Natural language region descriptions

____

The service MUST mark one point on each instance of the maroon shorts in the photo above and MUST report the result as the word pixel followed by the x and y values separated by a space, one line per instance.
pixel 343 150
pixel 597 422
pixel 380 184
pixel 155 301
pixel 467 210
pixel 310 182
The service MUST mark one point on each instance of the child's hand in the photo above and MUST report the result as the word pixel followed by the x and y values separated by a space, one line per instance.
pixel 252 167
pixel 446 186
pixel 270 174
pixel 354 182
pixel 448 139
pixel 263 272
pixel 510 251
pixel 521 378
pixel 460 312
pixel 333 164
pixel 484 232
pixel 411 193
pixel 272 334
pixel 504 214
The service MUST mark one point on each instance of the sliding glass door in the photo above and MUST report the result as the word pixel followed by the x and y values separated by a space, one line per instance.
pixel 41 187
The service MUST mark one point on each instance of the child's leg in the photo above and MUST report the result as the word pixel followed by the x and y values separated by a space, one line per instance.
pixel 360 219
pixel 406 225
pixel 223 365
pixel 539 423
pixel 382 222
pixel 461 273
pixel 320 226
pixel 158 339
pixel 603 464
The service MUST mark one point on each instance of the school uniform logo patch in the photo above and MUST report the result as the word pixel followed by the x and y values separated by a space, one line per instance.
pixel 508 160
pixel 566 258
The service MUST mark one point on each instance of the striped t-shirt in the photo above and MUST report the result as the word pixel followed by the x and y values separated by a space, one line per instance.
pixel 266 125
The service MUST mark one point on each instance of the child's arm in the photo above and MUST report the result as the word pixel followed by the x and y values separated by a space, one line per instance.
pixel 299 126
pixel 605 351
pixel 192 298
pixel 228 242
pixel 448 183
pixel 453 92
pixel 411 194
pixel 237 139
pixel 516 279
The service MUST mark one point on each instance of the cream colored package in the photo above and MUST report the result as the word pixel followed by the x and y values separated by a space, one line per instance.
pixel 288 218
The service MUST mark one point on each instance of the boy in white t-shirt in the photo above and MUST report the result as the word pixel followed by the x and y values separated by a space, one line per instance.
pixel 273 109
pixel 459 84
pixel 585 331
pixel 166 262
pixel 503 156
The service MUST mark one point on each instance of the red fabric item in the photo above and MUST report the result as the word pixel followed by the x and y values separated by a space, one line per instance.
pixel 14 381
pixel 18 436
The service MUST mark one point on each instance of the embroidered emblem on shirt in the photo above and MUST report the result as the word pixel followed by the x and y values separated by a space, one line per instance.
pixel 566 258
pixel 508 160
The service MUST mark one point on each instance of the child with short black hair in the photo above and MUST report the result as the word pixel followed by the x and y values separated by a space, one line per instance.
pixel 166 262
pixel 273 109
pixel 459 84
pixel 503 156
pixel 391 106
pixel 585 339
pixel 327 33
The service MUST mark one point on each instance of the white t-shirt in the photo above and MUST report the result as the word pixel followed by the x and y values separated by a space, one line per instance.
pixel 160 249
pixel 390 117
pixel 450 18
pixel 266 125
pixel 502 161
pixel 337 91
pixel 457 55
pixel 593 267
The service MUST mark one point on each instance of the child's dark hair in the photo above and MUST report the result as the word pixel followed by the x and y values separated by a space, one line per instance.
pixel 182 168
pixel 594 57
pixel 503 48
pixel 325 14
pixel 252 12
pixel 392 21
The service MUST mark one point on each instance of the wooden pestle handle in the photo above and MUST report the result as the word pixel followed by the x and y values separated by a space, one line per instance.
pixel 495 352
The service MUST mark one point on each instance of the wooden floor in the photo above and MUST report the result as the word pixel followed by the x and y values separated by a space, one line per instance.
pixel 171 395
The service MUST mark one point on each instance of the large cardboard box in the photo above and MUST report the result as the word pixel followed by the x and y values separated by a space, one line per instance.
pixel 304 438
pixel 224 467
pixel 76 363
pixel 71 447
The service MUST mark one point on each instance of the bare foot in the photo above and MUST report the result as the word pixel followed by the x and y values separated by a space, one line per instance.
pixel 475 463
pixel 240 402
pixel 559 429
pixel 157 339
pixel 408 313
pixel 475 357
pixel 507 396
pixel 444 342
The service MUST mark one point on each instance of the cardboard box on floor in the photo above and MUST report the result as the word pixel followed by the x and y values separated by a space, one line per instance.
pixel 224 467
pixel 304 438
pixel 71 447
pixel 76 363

____

» Your instructions
The lines to output run from the one containing "of the cardboard" to the last line of the entries; give them back exactly.

» Exercise output
The service MUST mark one point on each instance of the cardboard box on floor in the photo above and MUST report the result as the word pixel followed by the x and y values separated by a space, one line per instance.
pixel 224 467
pixel 304 438
pixel 71 447
pixel 76 363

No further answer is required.